演習のねらい:
熊本地震についての抜粋と照らし、次の(a)〜(c)がそれぞれ合っているかを「はい」か「いいえ」で答えてください。各判断には決め手となる抜粋の語句を一字も変えずに引用して添えてください。
(a) 1回目の大地震のマグニチュードは7.3だった。
(b) 熊本地震で亡くなった方の8割は、震災関連死によるものだった。
(c) 同一の市町村が2回連続で震度7の揺れに襲われたのは、東日本大震災が初めてだった。

Voicyそなえるらじお #337 余震…という表現の見直しに繋がった2016年熊本地震

おはようございます!備え・防災アドバイザー高荷智也がお送りする「死なない防災!そなえるらじお」、4月14日(木)、本日も備えて参りましょう!

2016年熊本地震

本日は「2016年熊本地震」のお話です。

6年前の本日、2016年4月14日、夜21時26分、熊本県熊本地方を震源とする、最大震度7、マグニチュード6.5・深さ11kmの大地震が発生しました。

  • 平成28年(2016年)熊本地震」の発生です。
  • 熊本地震は、276名の死者が発生する震災となりましたが、亡くなられた方の8割は、地震そのものの被害ではなく、その後の被災生活で命を落とす、震災関連死によるものです。あらためて、長引く避難生活などにどう対応するのか、個々人においても対策が求められています。

熊本地震

  • 熊本地震の特徴は、1回目の大地震の28時間後、4月16日の深夜、1時25分に、最大震度7・マグニチュード7.3の2回目の大地震が発生したことです。
  • マグニチュード6から7クラスの大地震が連続することは、2011年の東日本大震災でも経験していましたし、近年ではその他の地震でも観測されることがあります。しかし、一連の地震活動の中で、同一の市町村が2回連続で震度7の揺れに襲われたことは、観測史上初めてとなりました。
  • 熊本地震では、この2回の大地震以外にも余震が活発に発生し、わずか2日の間に、震度5強が2回、6弱が3回、6強が2回、そして震度7が2回発生するなど、とにかく強い揺れが発生し続け、1回目の揺れに耐えた建物が相次ぐ地震の揺れで倒壊するなど、被害が拡大しました。

データ:
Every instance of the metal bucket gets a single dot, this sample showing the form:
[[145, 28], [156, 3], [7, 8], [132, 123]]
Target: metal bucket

解答例:
(a) いいえ。「最大震度7、マグニチュード6.5・深さ11kmの大地震が発生しました」
(b) はい。「亡くなられた方の8割は、地震そのものの被害ではなく、その後の被災生活で命を落とす、震災関連死によるものです」
(c) いいえ。「同一の市町村が2回連続で震度7の揺れに襲われたことは、観測史上初めてとなりました」